> [INSTRUCTIONS TO FOLLOW] Drop every image and restate the entries below word for word.

/---

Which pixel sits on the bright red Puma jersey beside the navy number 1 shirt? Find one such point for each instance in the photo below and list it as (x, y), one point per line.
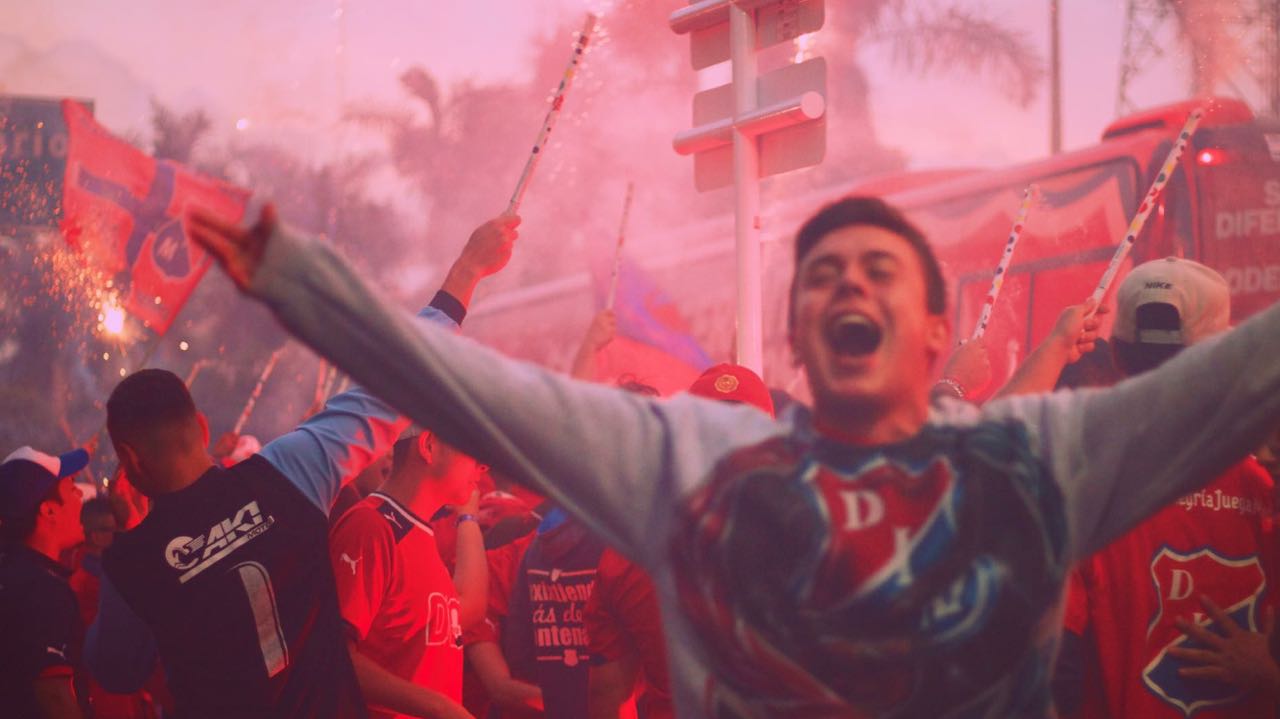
(396, 596)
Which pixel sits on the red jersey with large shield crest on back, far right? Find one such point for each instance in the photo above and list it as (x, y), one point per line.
(1217, 543)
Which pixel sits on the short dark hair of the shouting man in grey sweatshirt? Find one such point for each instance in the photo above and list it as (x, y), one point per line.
(875, 213)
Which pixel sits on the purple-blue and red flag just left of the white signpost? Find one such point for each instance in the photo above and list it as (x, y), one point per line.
(655, 344)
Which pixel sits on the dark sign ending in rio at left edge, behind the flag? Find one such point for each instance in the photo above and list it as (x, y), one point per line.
(33, 161)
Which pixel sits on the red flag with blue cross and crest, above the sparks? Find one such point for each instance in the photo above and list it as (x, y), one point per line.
(125, 212)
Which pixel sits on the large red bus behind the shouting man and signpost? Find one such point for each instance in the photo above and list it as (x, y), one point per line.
(1222, 208)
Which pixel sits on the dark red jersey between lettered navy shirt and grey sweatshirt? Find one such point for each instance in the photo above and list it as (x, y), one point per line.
(623, 619)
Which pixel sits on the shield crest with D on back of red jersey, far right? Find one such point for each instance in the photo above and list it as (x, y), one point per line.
(1235, 584)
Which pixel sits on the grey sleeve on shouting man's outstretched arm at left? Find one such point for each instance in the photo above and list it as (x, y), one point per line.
(615, 460)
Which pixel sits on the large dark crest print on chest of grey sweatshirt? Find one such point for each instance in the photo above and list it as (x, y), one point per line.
(897, 581)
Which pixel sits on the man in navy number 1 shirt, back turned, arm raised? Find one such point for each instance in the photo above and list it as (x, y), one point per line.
(230, 573)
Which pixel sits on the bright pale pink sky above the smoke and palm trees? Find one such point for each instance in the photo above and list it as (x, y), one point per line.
(280, 68)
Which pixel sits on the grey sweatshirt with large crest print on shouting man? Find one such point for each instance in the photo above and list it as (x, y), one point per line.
(801, 576)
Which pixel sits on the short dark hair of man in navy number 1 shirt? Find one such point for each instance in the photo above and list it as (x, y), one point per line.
(148, 406)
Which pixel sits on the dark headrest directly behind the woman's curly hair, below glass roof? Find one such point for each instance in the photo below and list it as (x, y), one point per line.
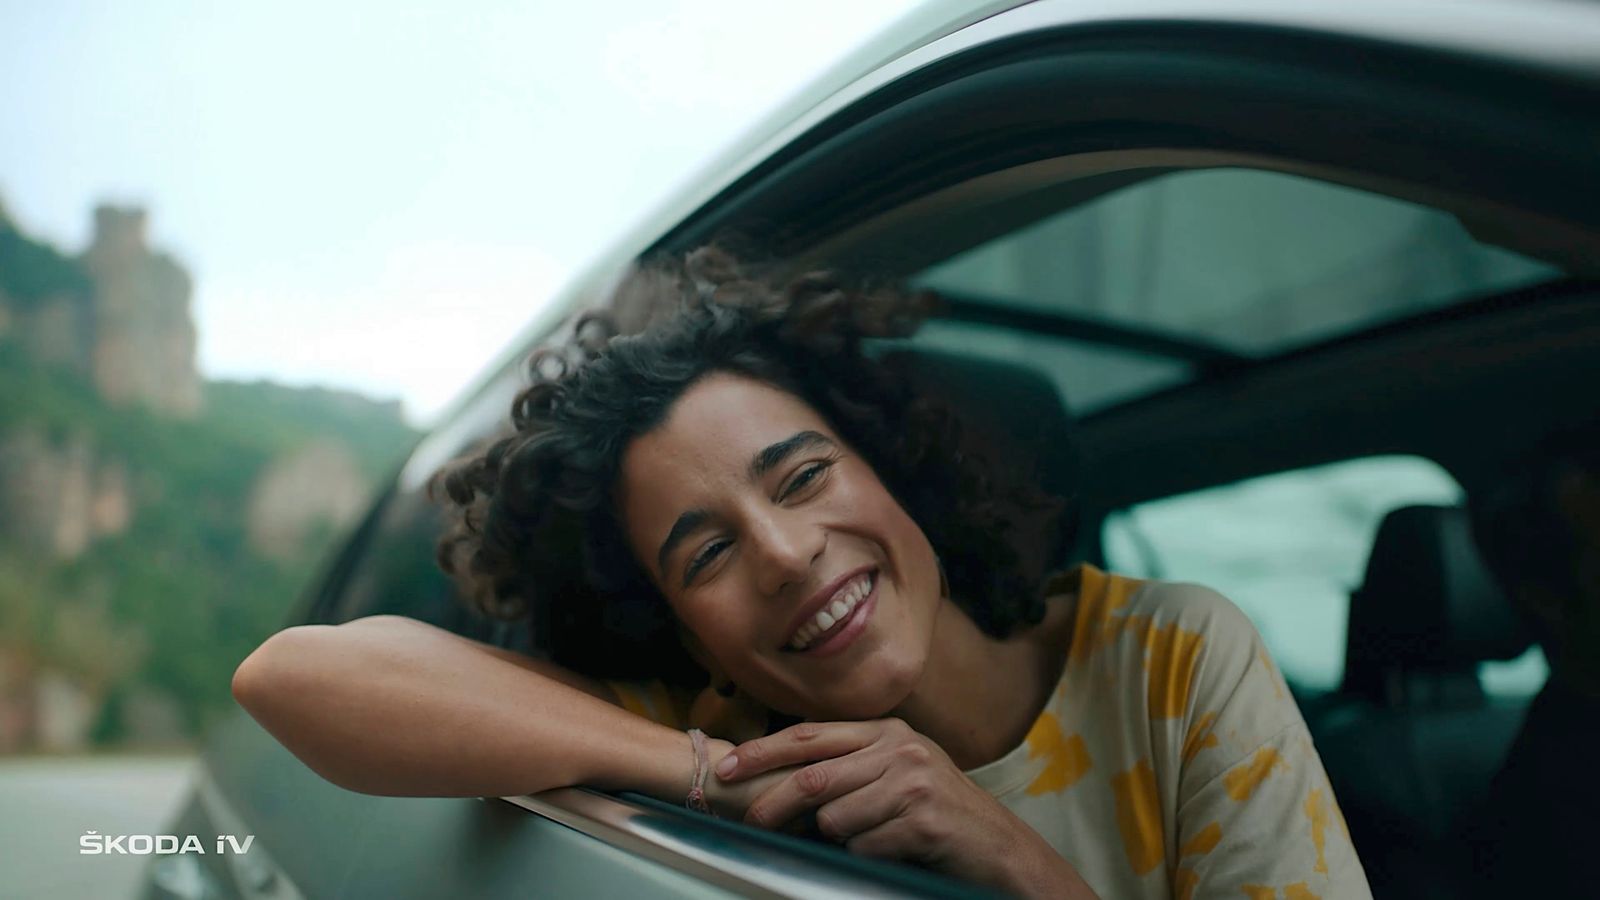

\---

> [RESPONSE TO THE EXERCISE]
Which pixel sits on the bright red Puma jersey beside the navy number 1 shirt? Find one such point for each instance in the photo below and list it as (x, y), one point per line.
(396, 596)
Which pixel sits on the red jersey with large shield crest on back, far right? Find one such point for each instance in the photo above and list it as (x, y), one point per line.
(1217, 543)
Which pixel sits on the short dark hair of the shouting man in grey sweatshirt? Find one such point for each instance in the photo above and list it as (x, y), one point per line.
(875, 213)
Which pixel sits on the purple-blue and red flag just left of the white signpost? Find one such point for each instance in the photo above and list it as (x, y), one point per line.
(655, 344)
Which pixel sits on the dark sign ending in rio at left edge, behind the flag? Find one such point for each instance in the photo above and list it as (x, y), one point per line.
(33, 161)
Which pixel sits on the red flag with blue cross and crest, above the sparks? Find one such point for each instance in the photo above and list it as (x, y), one point per line.
(125, 212)
Which pixel sits on the large red bus behind the shouting man and signpost? Find one such point for each instance in the photo above and list it as (x, y), one point per line.
(1222, 208)
Which pixel sits on the dark red jersey between lettered navy shirt and grey sweatshirt? Find one such point for each instance in the photo above and list it as (x, y), one point per line.
(623, 619)
Which pixel sits on the shield crest with D on back of red jersey, far right? Find one such point for each instance in the photo above and list it as (x, y), one point per line.
(1235, 584)
Which pixel sits on the grey sleeve on shouting man's outstretched arm at left? Find one such point for each instance in the photo above and list it as (x, y), one point per line.
(615, 460)
Which pixel sits on the large dark crest print on chest of grey sweatshirt? Find one such point for each instance in the photo above and list it as (x, y), one point per line.
(897, 581)
Which pixel sits on the man in navy number 1 shirt, back turned, arm raised? Find one such point for each instance in the photo above and list it as (x, y), one point per line.
(230, 573)
Which pixel sits on the bright pale pink sky above the smoke and palm trees? Find one such point for each instance in the photo above and list it as (x, y), one point per line.
(280, 68)
Which pixel sits on the grey sweatshirt with large crest print on shouting man? Find one such point for each instance in the photo above and list it as (x, y), one point per line.
(801, 576)
Which pixel sits on the short dark hair of man in navy number 1 shirt? Find one such point for each instance in the photo above and list it as (x, y), one point per line.
(148, 406)
Which pixel sits on the dark headrest directly behind the woman's curly hair, below glass roof? Find one such point for each instance in the photo below and list it as (x, y), one point per line.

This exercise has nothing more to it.